Retype all of the material below line for line, keeping every character unchanged.

■ **RECORDS FOR THE EXERCISE**:
»»

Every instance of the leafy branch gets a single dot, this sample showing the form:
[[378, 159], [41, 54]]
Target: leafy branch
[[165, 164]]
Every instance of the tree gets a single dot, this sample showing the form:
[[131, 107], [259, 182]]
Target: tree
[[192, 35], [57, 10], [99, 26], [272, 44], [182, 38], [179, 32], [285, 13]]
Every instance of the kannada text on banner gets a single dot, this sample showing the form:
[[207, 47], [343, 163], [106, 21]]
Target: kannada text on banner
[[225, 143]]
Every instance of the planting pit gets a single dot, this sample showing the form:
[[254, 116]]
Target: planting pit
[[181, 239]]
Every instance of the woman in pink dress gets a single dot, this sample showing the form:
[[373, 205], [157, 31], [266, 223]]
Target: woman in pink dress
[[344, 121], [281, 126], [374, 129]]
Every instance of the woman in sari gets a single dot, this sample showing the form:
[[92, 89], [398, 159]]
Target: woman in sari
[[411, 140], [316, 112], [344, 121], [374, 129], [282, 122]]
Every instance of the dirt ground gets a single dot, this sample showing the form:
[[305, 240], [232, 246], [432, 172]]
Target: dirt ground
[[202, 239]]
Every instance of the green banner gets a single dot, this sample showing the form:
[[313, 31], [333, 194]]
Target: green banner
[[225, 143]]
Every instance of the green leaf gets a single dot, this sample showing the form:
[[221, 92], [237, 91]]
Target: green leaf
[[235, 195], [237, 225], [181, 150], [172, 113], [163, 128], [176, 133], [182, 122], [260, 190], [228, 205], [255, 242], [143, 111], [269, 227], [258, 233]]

««

■ **FINISHED EXERCISE**:
Every instance of the leafy branch gets a single dot, this sample showing the form:
[[378, 159], [41, 54]]
Target: leafy branch
[[165, 164]]
Every instance of the tree gets a single dot, this sample showing the form:
[[131, 107], [259, 182]]
Target: tree
[[192, 35], [57, 10], [99, 26], [272, 44], [182, 38], [179, 32], [285, 13]]
Every instance of the kannada text on banner gets a single dot, this sample showing the form:
[[207, 47], [343, 163], [106, 21]]
Target: kannada text on banner
[[225, 143]]
Every instance of the planting pit gets a single dot, this sample showing the form:
[[254, 116]]
Target: planting pit
[[181, 239]]
Every instance of the woman in pink dress gets a single dot, this sample showing the form:
[[373, 205], [157, 31], [266, 223]]
Target: woman in pink dress
[[344, 121], [281, 126], [374, 129]]
Every instance of the woman in sari gets a single dot, this sample showing the form:
[[92, 89], [398, 159]]
Target: woman in sari
[[411, 140], [316, 112], [344, 121], [374, 129], [282, 122]]
Every instance of the dirt ground gets a single dot, this sample showing the form:
[[305, 240], [232, 246], [432, 172]]
Target: dirt ground
[[202, 239]]
Every instance of the green banner gets a single dot, this sample showing the form:
[[313, 31], [333, 194]]
Target: green banner
[[225, 143]]
Every instance of the green leaf gets a single dot, this sample showing the form:
[[221, 92], [237, 91]]
Target: green leaf
[[235, 195], [237, 225], [181, 150], [172, 113], [163, 128], [176, 133], [182, 122], [260, 190], [228, 205], [255, 242], [143, 111], [269, 227], [258, 233]]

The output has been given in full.